■ Work instruction
Every line below should be duplicated exactly.

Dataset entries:
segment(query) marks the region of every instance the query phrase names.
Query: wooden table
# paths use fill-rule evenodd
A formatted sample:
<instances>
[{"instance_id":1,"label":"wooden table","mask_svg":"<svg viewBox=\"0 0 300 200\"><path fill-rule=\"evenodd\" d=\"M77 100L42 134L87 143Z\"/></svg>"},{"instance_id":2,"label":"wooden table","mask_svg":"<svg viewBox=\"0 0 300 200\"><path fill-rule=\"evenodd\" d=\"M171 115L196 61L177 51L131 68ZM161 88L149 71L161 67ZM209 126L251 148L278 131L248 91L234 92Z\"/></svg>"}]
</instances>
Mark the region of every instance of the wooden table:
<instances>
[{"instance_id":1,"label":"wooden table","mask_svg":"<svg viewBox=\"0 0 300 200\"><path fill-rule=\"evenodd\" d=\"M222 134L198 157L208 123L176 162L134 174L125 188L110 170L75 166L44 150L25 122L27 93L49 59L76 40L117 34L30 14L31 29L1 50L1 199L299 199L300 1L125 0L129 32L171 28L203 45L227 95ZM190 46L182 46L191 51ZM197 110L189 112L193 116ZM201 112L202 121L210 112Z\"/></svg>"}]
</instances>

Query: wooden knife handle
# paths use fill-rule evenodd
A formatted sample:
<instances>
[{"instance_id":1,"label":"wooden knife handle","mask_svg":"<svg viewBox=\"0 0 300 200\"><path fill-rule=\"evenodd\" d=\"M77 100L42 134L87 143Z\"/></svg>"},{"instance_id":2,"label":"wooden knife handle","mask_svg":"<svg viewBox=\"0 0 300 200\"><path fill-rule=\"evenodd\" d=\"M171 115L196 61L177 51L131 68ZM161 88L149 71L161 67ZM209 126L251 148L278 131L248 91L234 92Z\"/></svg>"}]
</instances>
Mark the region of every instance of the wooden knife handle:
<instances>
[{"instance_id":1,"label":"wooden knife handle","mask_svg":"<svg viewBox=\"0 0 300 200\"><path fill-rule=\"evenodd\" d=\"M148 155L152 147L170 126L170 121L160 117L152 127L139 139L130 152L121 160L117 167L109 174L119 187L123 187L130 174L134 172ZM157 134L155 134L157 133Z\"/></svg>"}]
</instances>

■ Solution for this task
segment(query) marks the region of every instance the query phrase names.
Query: wooden table
# paths use fill-rule evenodd
A formatted sample:
<instances>
[{"instance_id":1,"label":"wooden table","mask_svg":"<svg viewBox=\"0 0 300 200\"><path fill-rule=\"evenodd\" d=\"M77 100L42 134L87 143Z\"/></svg>"},{"instance_id":2,"label":"wooden table","mask_svg":"<svg viewBox=\"0 0 300 200\"><path fill-rule=\"evenodd\" d=\"M171 115L196 61L177 51L131 68ZM161 88L149 71L161 67ZM209 126L251 148L278 131L248 91L234 92Z\"/></svg>"}]
</instances>
Mark the region of every instance of the wooden table:
<instances>
[{"instance_id":1,"label":"wooden table","mask_svg":"<svg viewBox=\"0 0 300 200\"><path fill-rule=\"evenodd\" d=\"M222 134L198 157L208 123L176 162L134 174L125 188L110 170L75 166L44 150L25 122L27 93L49 59L76 40L117 34L30 14L31 29L1 50L1 199L299 199L300 1L125 0L129 32L171 28L203 45L227 95ZM190 46L182 46L191 51ZM197 110L189 112L193 116ZM201 112L202 121L210 112Z\"/></svg>"}]
</instances>

Query: wooden knife handle
# paths use fill-rule evenodd
A formatted sample:
<instances>
[{"instance_id":1,"label":"wooden knife handle","mask_svg":"<svg viewBox=\"0 0 300 200\"><path fill-rule=\"evenodd\" d=\"M77 100L42 134L87 143Z\"/></svg>"},{"instance_id":2,"label":"wooden knife handle","mask_svg":"<svg viewBox=\"0 0 300 200\"><path fill-rule=\"evenodd\" d=\"M171 115L196 61L177 51L131 68ZM161 88L149 71L161 67ZM209 126L251 148L278 131L248 91L234 92Z\"/></svg>"}]
</instances>
Mark the region of every instance of the wooden knife handle:
<instances>
[{"instance_id":1,"label":"wooden knife handle","mask_svg":"<svg viewBox=\"0 0 300 200\"><path fill-rule=\"evenodd\" d=\"M148 155L152 147L170 126L170 121L160 117L152 127L139 139L130 152L121 160L117 167L109 174L119 187L123 187L130 174L134 172ZM157 134L155 134L157 133Z\"/></svg>"}]
</instances>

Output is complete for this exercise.